▸ **PASSAGE PROVIDED**
□ □ □ □

- Born: c. 874 CE (c. 260 AH) Fustat, Abbasid Caliphate (modern Cairo, Egypt)
- Died: 949 CE (338 AH) Cairo, Abbasid Caliphate (under Ikhshidid dynasty)
- Era: Islamic Golden Age
- Writing career
- Notable works: I'rab al-Qur'an (إعراب القرآن) Ma'ani al-Qur'an (معاني القرآن) At-Tuffaha (التفاحة)

= Abu Jaʿfar an-Nahhas =

Islamic scholar and Qur'anic exegete (d. 949)

Abu Jaʿfar An-Nahhas (أبو جعفر النحاس; c. 874 CE – 949 CE; c. 260 AH – 338 AH) was an Egyptian Muslim scholar of grammar and Qur'anic exegete during the
10th-century Abbasid period.

□ □ □ □

▸ **INPUT FOR THIS TASK**

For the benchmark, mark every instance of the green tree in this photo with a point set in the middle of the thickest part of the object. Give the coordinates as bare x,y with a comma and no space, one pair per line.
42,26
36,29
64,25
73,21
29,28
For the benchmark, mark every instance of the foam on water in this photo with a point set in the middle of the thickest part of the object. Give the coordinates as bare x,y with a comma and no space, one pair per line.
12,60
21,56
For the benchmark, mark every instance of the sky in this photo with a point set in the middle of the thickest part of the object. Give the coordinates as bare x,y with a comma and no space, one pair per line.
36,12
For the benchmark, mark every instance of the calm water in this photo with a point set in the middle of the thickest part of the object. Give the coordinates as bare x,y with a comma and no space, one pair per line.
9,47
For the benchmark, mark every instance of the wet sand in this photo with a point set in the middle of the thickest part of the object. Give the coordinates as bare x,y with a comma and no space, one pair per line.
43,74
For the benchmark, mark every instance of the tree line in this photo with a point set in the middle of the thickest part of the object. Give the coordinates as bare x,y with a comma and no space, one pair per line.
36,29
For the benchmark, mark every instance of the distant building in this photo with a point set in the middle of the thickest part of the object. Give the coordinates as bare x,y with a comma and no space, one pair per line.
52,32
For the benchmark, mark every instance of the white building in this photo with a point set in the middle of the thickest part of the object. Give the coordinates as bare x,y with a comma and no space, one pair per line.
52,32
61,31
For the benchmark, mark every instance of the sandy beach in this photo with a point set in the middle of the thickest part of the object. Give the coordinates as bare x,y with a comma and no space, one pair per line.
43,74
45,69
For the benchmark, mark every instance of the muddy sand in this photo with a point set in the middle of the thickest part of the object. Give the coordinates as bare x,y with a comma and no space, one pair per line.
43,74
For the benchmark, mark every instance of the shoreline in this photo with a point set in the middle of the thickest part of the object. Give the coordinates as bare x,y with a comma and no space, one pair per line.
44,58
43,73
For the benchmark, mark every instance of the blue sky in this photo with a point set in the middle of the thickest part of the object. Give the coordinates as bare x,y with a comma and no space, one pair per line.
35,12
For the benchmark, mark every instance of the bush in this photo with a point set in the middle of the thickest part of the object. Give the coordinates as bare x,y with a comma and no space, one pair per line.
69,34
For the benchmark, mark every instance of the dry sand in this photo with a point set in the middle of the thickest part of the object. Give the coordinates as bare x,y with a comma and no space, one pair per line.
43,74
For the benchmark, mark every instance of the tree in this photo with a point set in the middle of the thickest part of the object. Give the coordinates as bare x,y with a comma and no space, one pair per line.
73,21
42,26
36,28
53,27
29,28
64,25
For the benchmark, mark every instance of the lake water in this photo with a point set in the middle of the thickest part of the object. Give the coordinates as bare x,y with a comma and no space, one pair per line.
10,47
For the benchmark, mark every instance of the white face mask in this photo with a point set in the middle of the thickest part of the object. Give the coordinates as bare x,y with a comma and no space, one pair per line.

□ □ □ □

▸ **WHAT TO WORK ON**
1/ According to the biography, under which dynasty was Cairo when Abu Jaʿfar an-Nahhas died?
2/ Extract every line of the records that contains the string "lake".

▸ **ANSWERS BY TASK**
1/ The Ikhshidid dynasty.

2/
For the benchmark, mark every instance of the lake water in this photo with a point set in the middle of the thickest part of the object. Give the coordinates as bare x,y with a comma and no space, one pair per line.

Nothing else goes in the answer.